- EXERCISE AIM
Starting at the line that contains "# for every instance of the soccer", repeat each line exactly through the last line of the listing, and repeat nothing else.

- RECORDS FOR THIS TASK
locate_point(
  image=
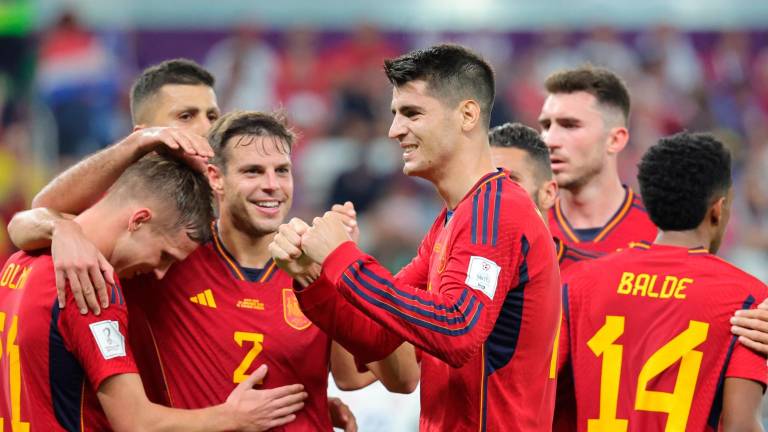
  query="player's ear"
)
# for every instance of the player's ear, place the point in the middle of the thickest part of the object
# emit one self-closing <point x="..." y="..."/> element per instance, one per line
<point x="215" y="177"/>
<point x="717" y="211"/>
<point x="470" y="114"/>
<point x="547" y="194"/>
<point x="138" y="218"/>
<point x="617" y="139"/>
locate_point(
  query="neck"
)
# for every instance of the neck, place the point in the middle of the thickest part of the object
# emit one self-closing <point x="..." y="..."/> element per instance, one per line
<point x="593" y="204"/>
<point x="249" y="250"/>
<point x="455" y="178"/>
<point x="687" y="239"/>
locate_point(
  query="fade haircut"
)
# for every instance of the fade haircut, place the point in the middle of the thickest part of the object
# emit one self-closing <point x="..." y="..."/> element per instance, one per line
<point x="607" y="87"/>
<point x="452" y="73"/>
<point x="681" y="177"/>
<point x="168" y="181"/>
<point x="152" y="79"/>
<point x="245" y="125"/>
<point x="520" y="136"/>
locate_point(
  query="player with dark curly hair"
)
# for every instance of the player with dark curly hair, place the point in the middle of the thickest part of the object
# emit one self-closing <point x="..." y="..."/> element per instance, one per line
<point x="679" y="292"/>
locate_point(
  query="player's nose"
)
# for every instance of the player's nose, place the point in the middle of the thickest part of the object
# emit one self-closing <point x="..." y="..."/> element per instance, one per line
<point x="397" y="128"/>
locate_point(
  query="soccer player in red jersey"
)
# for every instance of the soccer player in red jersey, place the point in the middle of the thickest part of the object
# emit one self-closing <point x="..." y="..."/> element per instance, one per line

- TASK OUTPUT
# for every instance of the soccer player in red jersey, place the point in the middle of the thickest part of the object
# emit one self-closing <point x="..." y="..."/> element per instance, one per line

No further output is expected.